PROVIDED MATERIAL
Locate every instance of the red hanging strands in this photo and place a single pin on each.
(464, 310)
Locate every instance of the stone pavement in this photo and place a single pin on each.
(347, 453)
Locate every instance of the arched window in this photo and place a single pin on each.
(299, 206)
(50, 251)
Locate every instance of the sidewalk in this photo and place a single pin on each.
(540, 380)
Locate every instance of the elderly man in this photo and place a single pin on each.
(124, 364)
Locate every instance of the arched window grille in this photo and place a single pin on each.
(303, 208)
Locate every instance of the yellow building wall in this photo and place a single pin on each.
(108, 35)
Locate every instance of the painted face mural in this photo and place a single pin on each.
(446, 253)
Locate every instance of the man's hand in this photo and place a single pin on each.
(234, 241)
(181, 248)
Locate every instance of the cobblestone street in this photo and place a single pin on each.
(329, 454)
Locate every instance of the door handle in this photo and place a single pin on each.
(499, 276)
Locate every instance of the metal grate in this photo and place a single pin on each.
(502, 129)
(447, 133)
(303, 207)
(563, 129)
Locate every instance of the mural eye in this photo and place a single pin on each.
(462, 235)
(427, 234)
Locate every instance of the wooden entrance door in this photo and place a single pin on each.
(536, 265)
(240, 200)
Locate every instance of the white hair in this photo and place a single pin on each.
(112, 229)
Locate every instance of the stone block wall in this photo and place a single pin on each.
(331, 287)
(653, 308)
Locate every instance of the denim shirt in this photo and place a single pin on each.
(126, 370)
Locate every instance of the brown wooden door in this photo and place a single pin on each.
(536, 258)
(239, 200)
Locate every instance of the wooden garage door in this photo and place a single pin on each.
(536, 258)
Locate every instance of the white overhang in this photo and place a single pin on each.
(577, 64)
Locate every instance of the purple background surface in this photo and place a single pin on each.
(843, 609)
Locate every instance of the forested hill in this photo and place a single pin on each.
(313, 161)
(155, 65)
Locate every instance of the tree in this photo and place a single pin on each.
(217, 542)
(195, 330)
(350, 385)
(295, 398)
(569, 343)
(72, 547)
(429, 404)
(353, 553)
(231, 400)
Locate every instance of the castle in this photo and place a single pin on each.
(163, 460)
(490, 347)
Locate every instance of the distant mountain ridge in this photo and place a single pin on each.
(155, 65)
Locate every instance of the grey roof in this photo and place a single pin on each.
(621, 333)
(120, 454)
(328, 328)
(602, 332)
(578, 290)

AIM
Rewrite the records above, changing every "single pin" to "single marker" and leaving everything else unchanged.

RESULT FOR THIS TASK
Locate every instance of the red hanging strands in this photo and place a single marker on each.
(464, 310)
Locate every instance of the stone pavement in this photo and place a single marker on each.
(347, 453)
Locate every instance of the arched window in this photo and place a single marker on each.
(299, 206)
(50, 251)
Locate every instance of the sidewalk in this photo and place a single marker on each.
(540, 380)
Locate every instance of the elderly man in this photo and place a single marker on each.
(124, 364)
Locate every instance of the arched window grille in this photo and place a single marker on each.
(303, 208)
Locate every instance of the yellow building wall in this photo and place a single marker on each.
(108, 35)
Locate every instance of the painted face mural in this photo and place a single marker on each.
(446, 253)
Locate every instance of the man's hand in this photo and place a single marker on each.
(234, 241)
(181, 248)
Locate every instance of the cobblestone street in this photo and place a single marker on each.
(329, 454)
Locate every instance of the door handle in this photo and place a single marker on each.
(499, 276)
Locate every instance of the metal grate in this photo and place a single marker on each.
(502, 129)
(447, 133)
(303, 207)
(563, 129)
Locate every instance of the mural eye in this photo and place a single marker on each.
(462, 235)
(427, 234)
Locate every instance of the wooden entrance door in this photo and place a single marker on each.
(536, 265)
(240, 200)
Locate every instance of the white hair in this photo and place a single marker on each.
(112, 229)
Locate every instance of the stone block wall in this photo and place a single marker on each.
(331, 287)
(653, 308)
Locate every instance of the denim shirt in this photo and place a single marker on each.
(126, 370)
Locate every instance of the brown wooden door in this photo and place a single marker on each.
(536, 258)
(239, 200)
Locate every instance of the wooden garage door in this photo and place a single marker on each.
(536, 258)
Locate every instance of the white overhang in this photo and place a single marker on each.
(577, 64)
Locate every instance of the purple background surface in this photo and place a single marker on each.
(843, 609)
Locate every instance of the forested hill in this photo and place a single marker on each.
(313, 161)
(155, 65)
Locate every instance of the tree in this photo and place a single marker on each.
(217, 542)
(195, 330)
(350, 385)
(295, 398)
(569, 343)
(72, 547)
(429, 404)
(353, 553)
(231, 400)
Locate every instance of the castle in this photo and place a single marker on each.
(163, 460)
(490, 347)
Locate every instance of the distant mountain ridge in this photo and place a single marker on each.
(155, 65)
Locate every instance of the grey roof in this photo and place a single marker on each.
(621, 333)
(120, 454)
(328, 328)
(602, 332)
(578, 290)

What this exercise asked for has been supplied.